Storage Tiering - Spinners and NVMe

pclausen · Aug 29, 2020

I'm looking for advice on how to consolidate my current storage solution to better leverage some of my existing hardware as well as make some upgrades.

My main storage is configured as follows:

Supermicro X10SRL-F motherboard
E5-2680 v3 CPU - 12 Core @ 2.5GHz
32GB of DDR4 RAM
Intel X520 dual SFP+ 10G NIC
Areca ARC-1882IX-16 RAID Controller

The storage is spreads across 2 Supermicro 846 chassis and contains a pair of RAID60 arrays configured as follows:

The drives in each chassis are as follows:

I have had this setup for years and it has been rock solid. Sure, I'll loose the occasional drive from time to time, but I always have cold spares on hand, and replacing a failed drive has always brought the array back to normal.

In addition to the main storage server above, I have a 3 Node Storage Spaces Direct cluster where each node consists of the following:

Supermicro X10SRL-F motherboard
E5-2680 v3 CPU - 12 Core @ 2.5GHz
32GB of DDR4 RAM
Mellanox ConnectX-4 CX4121A SFP28 Dual 25Gbps NIC
2x Supermicro AOC-SLG3-2M2 PCe to dual NVMe adapters
4x Toshiba 256GB NVMe flash drives

The X10's has bifurcation enabled so that all 4 NVMe's in each node have 4x PCIe 3.0 lanes to the CPU.

*Task requirements:* Can you quote everything in the storage tiering post from "The drives in" down to "to the CPU.", word for word?

*Material:*
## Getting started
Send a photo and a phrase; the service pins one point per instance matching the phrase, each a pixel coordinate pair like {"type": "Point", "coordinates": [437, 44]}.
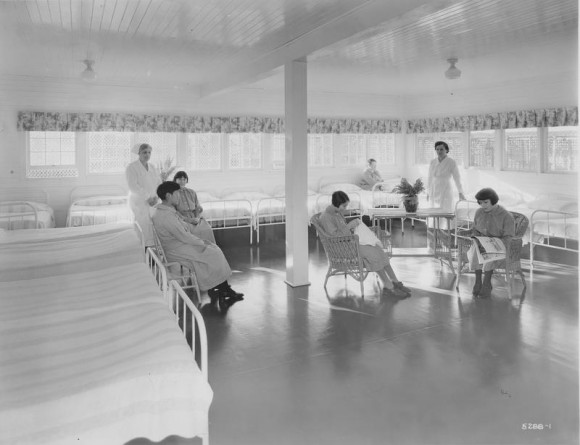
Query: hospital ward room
{"type": "Point", "coordinates": [288, 222]}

*Task solution:*
The drives in each chassis are as follows:

I have had this setup for years and it has been rock solid. Sure, I'll loose the occasional drive from time to time, but I always have cold spares on hand, and replacing a failed drive has always brought the array back to normal.

In addition to the main storage server above, I have a 3 Node Storage Spaces Direct cluster where each node consists of the following:

Supermicro X10SRL-F motherboard
E5-2680 v3 CPU - 12 Core @ 2.5GHz
32GB of DDR4 RAM
Mellanox ConnectX-4 CX4121A SFP28 Dual 25Gbps NIC
2x Supermicro AOC-SLG3-2M2 PCe to dual NVMe adapters
4x Toshiba 256GB NVMe flash drives

The X10's has bifurcation enabled so that all 4 NVMe's in each node have 4x PCIe 3.0 lanes to the CPU.